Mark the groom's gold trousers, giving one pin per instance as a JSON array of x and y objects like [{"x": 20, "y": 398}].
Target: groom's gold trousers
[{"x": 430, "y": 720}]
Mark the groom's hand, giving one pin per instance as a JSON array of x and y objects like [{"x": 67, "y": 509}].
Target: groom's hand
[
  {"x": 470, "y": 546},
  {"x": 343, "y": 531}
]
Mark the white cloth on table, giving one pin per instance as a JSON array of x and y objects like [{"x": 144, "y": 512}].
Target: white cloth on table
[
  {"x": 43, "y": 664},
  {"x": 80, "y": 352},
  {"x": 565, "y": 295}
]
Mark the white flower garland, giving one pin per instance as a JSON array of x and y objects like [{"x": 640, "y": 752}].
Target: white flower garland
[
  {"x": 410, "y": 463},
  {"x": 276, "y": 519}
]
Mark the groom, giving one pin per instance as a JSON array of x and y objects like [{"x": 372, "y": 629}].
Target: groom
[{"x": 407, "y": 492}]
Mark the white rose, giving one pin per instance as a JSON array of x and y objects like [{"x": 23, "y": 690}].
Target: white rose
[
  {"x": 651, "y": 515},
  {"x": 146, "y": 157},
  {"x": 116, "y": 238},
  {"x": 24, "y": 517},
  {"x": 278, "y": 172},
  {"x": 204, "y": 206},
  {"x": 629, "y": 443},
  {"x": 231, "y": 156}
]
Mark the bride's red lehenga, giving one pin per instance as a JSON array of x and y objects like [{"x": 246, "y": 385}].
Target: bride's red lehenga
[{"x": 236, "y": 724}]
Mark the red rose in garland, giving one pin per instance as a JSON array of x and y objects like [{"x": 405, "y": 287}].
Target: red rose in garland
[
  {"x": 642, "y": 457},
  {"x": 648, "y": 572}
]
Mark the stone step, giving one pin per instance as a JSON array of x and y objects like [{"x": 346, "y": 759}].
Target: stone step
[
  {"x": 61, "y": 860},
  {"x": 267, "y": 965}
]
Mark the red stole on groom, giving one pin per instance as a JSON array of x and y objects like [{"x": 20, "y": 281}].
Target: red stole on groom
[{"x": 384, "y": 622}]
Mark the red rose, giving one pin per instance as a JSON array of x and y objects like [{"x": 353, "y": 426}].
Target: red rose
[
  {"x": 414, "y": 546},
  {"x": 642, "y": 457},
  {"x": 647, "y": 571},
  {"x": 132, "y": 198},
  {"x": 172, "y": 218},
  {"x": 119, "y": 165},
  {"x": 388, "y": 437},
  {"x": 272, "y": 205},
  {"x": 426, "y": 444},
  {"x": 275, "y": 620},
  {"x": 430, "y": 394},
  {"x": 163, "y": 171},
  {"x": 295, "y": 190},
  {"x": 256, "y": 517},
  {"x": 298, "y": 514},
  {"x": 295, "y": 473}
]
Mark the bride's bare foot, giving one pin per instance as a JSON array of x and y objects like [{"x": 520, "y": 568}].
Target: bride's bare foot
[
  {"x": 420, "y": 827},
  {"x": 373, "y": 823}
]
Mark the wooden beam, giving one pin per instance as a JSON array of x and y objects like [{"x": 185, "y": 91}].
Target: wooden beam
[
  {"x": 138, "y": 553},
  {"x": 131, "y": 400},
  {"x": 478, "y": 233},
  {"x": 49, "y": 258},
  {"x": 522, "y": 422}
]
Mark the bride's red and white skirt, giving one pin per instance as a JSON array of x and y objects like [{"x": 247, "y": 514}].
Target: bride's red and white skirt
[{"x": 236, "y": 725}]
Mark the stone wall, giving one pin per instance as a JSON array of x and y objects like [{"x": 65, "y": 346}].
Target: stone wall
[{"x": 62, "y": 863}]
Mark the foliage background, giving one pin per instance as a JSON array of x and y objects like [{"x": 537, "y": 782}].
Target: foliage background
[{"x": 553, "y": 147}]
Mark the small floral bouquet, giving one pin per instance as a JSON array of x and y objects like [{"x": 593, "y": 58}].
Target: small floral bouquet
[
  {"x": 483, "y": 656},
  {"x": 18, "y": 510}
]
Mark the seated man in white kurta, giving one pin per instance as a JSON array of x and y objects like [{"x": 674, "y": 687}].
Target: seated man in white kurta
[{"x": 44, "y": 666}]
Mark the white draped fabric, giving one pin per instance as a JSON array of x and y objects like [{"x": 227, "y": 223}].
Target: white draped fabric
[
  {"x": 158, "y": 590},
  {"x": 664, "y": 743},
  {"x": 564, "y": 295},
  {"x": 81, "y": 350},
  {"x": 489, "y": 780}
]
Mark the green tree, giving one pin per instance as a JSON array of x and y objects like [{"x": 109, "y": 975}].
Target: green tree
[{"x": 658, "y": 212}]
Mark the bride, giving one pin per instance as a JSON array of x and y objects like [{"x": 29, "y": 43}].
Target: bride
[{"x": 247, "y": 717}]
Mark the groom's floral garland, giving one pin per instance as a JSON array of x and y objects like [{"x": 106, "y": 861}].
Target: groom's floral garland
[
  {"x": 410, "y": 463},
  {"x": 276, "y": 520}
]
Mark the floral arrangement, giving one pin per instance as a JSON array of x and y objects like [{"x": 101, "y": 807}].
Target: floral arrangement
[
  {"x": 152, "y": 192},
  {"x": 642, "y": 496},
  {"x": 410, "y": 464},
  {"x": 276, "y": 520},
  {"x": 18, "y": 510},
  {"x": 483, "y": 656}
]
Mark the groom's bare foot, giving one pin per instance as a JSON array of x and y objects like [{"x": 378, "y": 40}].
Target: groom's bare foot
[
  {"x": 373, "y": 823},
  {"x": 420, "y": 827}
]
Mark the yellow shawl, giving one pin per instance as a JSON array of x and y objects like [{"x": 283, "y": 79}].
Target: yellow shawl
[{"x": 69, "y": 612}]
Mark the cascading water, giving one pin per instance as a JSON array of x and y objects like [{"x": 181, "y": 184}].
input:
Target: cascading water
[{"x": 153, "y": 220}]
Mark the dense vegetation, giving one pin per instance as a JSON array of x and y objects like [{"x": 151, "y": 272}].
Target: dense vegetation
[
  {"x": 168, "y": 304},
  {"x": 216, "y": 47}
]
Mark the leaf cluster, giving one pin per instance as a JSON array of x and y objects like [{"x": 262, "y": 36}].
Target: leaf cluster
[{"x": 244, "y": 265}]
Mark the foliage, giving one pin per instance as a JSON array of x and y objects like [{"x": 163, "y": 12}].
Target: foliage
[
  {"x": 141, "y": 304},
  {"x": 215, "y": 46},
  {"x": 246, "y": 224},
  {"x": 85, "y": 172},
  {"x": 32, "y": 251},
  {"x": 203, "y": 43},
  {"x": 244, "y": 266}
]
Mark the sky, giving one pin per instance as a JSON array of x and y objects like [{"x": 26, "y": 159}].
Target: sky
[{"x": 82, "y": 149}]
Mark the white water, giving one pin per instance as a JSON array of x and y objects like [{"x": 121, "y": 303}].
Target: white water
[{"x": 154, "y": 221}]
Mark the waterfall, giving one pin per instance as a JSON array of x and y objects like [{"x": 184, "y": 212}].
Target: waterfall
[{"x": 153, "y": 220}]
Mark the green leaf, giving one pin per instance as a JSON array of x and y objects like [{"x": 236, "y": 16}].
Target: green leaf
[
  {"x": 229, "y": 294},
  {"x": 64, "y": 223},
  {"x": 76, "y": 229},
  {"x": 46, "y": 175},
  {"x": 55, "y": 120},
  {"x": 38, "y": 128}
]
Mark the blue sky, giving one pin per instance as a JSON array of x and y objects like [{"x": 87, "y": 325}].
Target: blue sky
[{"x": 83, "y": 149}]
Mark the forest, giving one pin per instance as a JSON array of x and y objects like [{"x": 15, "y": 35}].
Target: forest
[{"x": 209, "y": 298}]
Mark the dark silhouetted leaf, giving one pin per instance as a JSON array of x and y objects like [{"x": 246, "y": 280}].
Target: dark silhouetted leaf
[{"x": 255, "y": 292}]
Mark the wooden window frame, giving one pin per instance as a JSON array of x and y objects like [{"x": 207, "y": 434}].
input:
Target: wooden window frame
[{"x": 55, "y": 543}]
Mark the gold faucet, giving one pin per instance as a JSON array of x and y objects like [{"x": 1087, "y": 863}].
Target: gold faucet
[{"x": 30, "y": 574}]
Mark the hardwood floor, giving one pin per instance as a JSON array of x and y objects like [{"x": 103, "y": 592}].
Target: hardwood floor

* _What is expected_: Copy out, character for character, every line from the one with "Mark the dark" up to and including the final line of the rows above.

* _Completed task_:
Mark the dark silhouetted leaf, giving one pin per instance as a JSON array of x and y objects like [{"x": 246, "y": 280}].
Target: dark silhouetted leaf
[{"x": 255, "y": 292}]
Mark the wooden window frame, giving one pin per instance as a JSON array of x and y objects like [{"x": 207, "y": 434}].
input:
Target: wooden window frame
[{"x": 55, "y": 543}]
Mark the gold faucet, giving one pin per instance as a JSON array of x and y objects like [{"x": 1087, "y": 863}].
Target: gold faucet
[{"x": 30, "y": 574}]
Mark the hardwood floor, giving one pin per instance as a JSON array of x and y objects like [{"x": 103, "y": 592}].
Target: hardwood floor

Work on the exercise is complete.